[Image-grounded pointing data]

○ ○ ○

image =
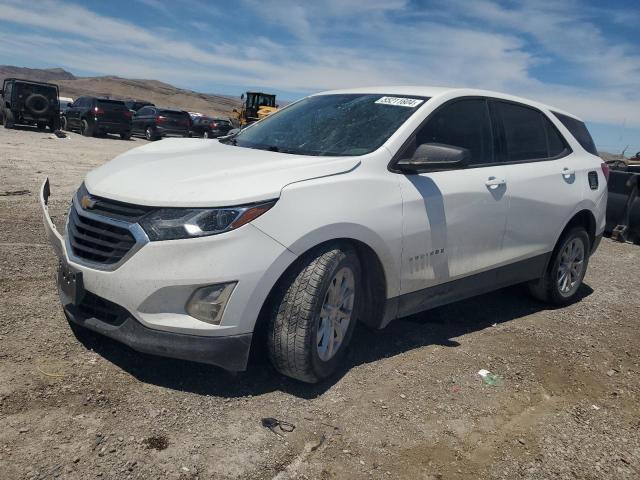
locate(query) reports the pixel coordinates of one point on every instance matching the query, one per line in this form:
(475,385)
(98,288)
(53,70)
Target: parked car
(154,123)
(94,115)
(208,127)
(29,103)
(135,105)
(345,207)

○ ○ ○

§ **REQUIREMENT**
Each entry above should be printed again word for word, with any picture dropped.

§ **WRITTEN SOLUTION**
image =
locate(query) reports the pixel coordinates of one point on every instance matching the query, one per line in this form:
(475,385)
(98,288)
(53,70)
Target: parked car
(154,123)
(94,115)
(208,127)
(29,103)
(135,105)
(345,207)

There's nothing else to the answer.